Pour les petits sites, une variante sur deux niveaux est proposée. Mangini s’est associée avec trois partenaires : le constructeur italien de solutions modulaires tous climats et toutes activités (mines, pétrole) Edilsider, les architectes du cabinet belge Assar Architects et le bureau d’études parisien OTE Ingénierie.
L'industriel italien Mangini a composé des unités de 30 lits sur un espace de 60,21 m de long par 40,8 m de large à partir de conteneurs métalliques.
Les règles du jeu de cet appel à manifestation d’intérêt sont claires : les projets retenus seront remis en concurrence lors du lancement des marchés. Pour accélérer les procédures, les groupements avaient précisé leurs prix dans leurs dossiers – ils s’établissent entre 6 et 13 millions d’euros, pour chacune des solutions. En cas de besoins, la négociation sera ainsi cadrée. Quant aux modalités de fourniture, elles demandent, selon l’offre, entre 4 et 6 mois de délai.
Christophe Cougnaud, directeur général de Cougnaud Construction
« Il nous a fallu nous adapter au cahier des charges des salles de réanimation »
Déjà impliqué dans la mise au point des ouvrages hors site, Cougnaud Construction a mené le développement d’une solution complète à installer en moins de trois mois.

**TRAVAIL DEMANDÉ:**
[1] Renvoyez le passage de l'extrait qui commence aux mots « L'industriel italien Mangini » et s'arrête après les mots « mois de délai. ».
[2] Avec quels partenaires Mangini s'est-elle associée, d'après l'extrait ?
Les données qui suivent sont sans rapport avec l'extrait.

**DONNÉES FOURNIES:**

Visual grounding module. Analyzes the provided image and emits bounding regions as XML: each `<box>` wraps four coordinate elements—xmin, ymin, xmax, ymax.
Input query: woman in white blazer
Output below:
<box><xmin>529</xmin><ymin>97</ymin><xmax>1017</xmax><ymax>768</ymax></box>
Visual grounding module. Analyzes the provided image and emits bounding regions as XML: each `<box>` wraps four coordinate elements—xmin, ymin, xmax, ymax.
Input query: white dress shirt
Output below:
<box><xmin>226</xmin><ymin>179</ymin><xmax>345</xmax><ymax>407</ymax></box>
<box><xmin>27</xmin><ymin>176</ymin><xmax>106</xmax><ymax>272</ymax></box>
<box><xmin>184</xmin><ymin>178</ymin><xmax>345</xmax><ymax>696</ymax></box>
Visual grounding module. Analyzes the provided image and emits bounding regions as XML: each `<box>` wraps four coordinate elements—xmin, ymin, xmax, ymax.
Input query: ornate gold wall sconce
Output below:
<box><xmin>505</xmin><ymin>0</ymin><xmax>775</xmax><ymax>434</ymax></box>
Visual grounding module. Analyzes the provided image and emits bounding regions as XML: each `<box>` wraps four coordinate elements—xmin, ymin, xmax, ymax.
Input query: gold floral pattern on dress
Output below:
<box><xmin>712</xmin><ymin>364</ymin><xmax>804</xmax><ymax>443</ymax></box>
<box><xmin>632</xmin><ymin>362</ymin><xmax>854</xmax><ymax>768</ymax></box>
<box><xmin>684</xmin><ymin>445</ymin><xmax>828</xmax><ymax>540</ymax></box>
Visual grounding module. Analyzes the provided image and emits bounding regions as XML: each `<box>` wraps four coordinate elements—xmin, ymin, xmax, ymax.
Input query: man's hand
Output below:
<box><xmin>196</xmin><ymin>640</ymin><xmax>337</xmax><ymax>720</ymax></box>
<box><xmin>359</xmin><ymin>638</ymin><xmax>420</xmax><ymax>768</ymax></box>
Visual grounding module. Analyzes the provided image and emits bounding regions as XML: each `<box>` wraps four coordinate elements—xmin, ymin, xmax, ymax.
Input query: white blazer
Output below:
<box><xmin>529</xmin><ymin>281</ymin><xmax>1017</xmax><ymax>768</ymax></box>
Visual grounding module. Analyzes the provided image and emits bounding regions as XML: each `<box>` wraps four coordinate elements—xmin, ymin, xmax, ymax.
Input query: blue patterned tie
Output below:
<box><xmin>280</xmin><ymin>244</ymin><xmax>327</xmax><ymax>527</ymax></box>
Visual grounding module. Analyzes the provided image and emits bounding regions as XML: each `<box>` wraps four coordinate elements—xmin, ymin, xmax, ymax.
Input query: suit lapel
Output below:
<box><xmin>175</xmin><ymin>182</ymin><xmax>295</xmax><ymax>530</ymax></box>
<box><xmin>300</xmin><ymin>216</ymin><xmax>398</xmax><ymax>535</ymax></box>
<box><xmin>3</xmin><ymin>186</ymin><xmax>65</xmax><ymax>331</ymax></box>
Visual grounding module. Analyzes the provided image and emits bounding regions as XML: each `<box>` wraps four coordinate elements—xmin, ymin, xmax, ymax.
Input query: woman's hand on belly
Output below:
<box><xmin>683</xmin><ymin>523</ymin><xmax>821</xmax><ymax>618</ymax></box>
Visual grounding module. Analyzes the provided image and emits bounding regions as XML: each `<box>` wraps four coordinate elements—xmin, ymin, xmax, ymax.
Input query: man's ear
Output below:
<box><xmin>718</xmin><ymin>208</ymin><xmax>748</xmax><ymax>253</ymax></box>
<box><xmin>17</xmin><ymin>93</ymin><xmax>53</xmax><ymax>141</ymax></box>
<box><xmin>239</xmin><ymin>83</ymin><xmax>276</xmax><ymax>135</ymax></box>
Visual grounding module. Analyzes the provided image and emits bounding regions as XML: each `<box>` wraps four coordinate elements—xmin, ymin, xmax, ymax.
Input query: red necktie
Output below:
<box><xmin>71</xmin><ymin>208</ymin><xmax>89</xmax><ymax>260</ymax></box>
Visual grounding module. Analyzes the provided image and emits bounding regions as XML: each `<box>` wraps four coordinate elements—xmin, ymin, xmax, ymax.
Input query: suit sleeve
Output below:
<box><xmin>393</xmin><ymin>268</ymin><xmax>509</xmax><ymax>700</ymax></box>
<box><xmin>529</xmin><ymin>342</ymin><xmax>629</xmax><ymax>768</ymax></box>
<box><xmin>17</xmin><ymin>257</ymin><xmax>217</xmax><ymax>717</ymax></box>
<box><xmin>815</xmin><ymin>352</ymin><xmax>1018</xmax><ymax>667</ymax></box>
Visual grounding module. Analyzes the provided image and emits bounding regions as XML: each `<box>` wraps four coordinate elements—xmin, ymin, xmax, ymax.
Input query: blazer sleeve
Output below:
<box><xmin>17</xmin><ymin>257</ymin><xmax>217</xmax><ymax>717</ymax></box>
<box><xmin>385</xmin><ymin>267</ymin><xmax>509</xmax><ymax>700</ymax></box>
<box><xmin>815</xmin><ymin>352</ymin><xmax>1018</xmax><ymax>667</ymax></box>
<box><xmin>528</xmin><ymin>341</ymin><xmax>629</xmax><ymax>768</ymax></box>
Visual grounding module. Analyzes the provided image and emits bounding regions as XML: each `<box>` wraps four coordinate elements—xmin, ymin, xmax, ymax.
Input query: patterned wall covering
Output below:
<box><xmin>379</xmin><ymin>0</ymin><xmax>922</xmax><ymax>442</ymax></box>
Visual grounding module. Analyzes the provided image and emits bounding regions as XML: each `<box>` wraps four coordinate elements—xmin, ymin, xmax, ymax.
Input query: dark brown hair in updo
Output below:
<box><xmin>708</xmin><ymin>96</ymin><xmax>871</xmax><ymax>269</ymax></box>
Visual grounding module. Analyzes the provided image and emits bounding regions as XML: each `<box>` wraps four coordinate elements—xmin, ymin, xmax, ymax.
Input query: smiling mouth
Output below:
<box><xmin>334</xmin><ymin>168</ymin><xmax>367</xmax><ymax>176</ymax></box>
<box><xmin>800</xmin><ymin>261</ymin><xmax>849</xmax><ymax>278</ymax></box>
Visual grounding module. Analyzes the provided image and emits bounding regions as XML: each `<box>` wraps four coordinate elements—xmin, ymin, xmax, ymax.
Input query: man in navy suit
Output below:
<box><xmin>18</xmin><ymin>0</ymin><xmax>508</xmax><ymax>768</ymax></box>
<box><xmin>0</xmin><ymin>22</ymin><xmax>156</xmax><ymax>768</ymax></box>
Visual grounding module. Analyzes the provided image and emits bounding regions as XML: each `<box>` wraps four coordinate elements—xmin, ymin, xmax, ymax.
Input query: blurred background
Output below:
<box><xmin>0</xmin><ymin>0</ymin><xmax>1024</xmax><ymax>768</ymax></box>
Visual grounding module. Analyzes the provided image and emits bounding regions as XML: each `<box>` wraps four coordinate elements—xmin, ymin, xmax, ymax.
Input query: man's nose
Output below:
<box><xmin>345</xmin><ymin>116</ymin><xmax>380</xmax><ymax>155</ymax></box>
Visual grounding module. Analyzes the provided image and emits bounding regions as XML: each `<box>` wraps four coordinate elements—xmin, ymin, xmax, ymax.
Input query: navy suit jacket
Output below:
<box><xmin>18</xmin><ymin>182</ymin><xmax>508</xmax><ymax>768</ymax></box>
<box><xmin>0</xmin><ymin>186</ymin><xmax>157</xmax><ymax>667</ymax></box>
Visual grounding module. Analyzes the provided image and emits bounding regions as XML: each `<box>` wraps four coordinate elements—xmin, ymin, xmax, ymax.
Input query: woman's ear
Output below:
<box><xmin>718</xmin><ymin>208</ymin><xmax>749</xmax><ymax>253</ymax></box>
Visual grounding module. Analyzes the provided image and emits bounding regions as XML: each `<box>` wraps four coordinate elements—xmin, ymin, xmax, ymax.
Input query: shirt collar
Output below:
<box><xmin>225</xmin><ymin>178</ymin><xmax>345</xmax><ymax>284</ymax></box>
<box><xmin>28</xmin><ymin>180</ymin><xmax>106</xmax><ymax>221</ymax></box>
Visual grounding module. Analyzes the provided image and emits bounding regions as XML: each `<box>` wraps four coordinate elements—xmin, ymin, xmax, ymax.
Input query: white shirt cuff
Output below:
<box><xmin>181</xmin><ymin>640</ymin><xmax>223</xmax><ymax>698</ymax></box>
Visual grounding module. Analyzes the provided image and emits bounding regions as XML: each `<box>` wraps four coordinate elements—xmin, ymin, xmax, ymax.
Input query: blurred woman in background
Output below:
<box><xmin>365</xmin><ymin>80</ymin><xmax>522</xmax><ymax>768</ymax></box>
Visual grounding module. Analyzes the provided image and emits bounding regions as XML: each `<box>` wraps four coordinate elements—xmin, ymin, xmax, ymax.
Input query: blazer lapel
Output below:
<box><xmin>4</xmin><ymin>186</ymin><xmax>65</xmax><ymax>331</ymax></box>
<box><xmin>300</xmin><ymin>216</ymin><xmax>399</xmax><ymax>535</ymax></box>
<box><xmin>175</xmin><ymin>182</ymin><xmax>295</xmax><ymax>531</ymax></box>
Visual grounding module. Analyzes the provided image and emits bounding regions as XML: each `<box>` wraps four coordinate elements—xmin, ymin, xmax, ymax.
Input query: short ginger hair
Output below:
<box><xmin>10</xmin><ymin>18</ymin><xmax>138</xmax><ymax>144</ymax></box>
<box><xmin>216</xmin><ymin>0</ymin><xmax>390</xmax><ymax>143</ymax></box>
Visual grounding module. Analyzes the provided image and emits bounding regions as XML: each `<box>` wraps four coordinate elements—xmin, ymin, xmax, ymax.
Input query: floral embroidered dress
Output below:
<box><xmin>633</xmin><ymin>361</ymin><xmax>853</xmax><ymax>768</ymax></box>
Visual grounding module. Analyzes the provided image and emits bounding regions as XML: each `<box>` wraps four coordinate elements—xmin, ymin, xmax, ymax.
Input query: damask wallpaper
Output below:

**VOS RÉPONSES:**
[1]
L'industriel italien Mangini a composé des unités de 30 lits sur un espace de 60,21 m de long par 40,8 m de large à partir de conteneurs métalliques.
Les règles du jeu de cet appel à manifestation d’intérêt sont claires : les projets retenus seront remis en concurrence lors du lancement des marchés. Pour accélérer les procédures, les groupements avaient précisé leurs prix dans leurs dossiers – ils s’établissent entre 6 et 13 millions d’euros, pour chacune des solutions. En cas de besoins, la négociation sera ainsi cadrée. Quant aux modalités de fourniture, elles demandent, selon l’offre, entre 4 et 6 mois de délai.

[2]
- Edilsider
- Assar Architects
- OTE Ingénierie